==== Exercise text ====
By Jana Hainsworth, Eurochild Secretary General
A mother from Bulgaria addressed Members of the European Parliament on 10th December to share her experience of the pressure put on parents to abandon children with disabilities into institutions. By bringing this testimony, the Opening Doors for Europe’s Children campaign hopes to illustrate everything that is wrong with a system reliant on institutional care. Better training for professionals, more guidance and support for families, and banning placement of under 3s in institutions, will ensure no family has to endure a similar trauma of being separated from their infant just because he or she is born with a disability.
Dimitr was a long-awaited baby. Happy and excited to be parents again, Biljana and Hrsto Antonov looked forward to the birth of their baby with anticipation. When the day came however, their world was turned upside down. The baby was diagnosed as having Down syndrome.
The midwives and social workers advised Biljana to place her child in an institution because the doctors there could take better care of him.
Knowing nothing about Down syndrome, and given no information about other options and the support they could receive if they chose to keep him, the family relented, trusting that the professionals would know what was best for Dimitr.
==== Recorded information ====
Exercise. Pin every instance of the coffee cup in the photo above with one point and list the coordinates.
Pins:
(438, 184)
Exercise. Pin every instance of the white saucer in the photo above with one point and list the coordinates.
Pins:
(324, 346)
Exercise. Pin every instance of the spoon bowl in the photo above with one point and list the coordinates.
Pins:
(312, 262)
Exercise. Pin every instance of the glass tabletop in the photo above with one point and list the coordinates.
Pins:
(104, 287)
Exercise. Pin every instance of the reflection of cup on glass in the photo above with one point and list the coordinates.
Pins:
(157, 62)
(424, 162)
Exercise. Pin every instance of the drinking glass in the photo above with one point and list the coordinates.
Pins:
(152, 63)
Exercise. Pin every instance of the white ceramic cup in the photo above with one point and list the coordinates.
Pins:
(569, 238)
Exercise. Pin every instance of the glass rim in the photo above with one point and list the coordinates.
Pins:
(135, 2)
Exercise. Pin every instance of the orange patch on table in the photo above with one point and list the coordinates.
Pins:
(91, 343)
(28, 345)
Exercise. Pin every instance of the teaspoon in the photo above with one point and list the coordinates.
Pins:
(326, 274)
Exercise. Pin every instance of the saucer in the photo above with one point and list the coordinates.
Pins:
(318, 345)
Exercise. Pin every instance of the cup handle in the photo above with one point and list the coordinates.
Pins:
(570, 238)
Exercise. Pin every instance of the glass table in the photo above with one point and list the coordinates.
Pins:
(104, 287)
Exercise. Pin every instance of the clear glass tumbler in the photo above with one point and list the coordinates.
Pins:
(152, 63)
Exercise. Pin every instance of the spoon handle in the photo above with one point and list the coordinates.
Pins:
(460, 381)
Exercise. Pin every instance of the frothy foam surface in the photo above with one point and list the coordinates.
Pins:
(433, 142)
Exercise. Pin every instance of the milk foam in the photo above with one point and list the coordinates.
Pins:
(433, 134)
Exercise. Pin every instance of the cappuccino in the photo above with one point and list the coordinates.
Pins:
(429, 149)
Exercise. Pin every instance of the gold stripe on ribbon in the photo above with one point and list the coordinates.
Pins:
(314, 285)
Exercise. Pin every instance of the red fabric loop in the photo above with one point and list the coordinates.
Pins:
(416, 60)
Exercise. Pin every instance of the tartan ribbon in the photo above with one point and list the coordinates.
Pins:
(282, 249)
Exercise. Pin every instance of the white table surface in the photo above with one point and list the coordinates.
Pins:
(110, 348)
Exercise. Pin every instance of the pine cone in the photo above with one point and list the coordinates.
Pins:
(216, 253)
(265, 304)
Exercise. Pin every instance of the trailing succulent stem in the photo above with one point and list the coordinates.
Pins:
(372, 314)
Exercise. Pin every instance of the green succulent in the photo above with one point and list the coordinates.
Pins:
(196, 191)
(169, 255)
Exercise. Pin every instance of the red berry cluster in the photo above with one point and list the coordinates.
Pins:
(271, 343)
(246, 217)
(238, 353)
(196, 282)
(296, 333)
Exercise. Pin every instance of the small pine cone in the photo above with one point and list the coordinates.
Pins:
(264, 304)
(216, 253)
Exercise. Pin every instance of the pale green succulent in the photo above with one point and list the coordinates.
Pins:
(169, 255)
====
## What you need to do:
Reproduce word for word the part of the Eurochild article that opens with the words containing "Dimitr was a" and closes with "care of him.". None of these lines is needed for the work that comes next.

## Reply:
Dimitr was a long-awaited baby. Happy and excited to be parents again, Biljana and Hrsto Antonov looked forward to the birth of their baby with anticipation. When the day came however, their world was turned upside down. The baby was diagnosed as having Down syndrome.
The midwives and social workers advised Biljana to place her child in an institution because the doctors there could take better care of him.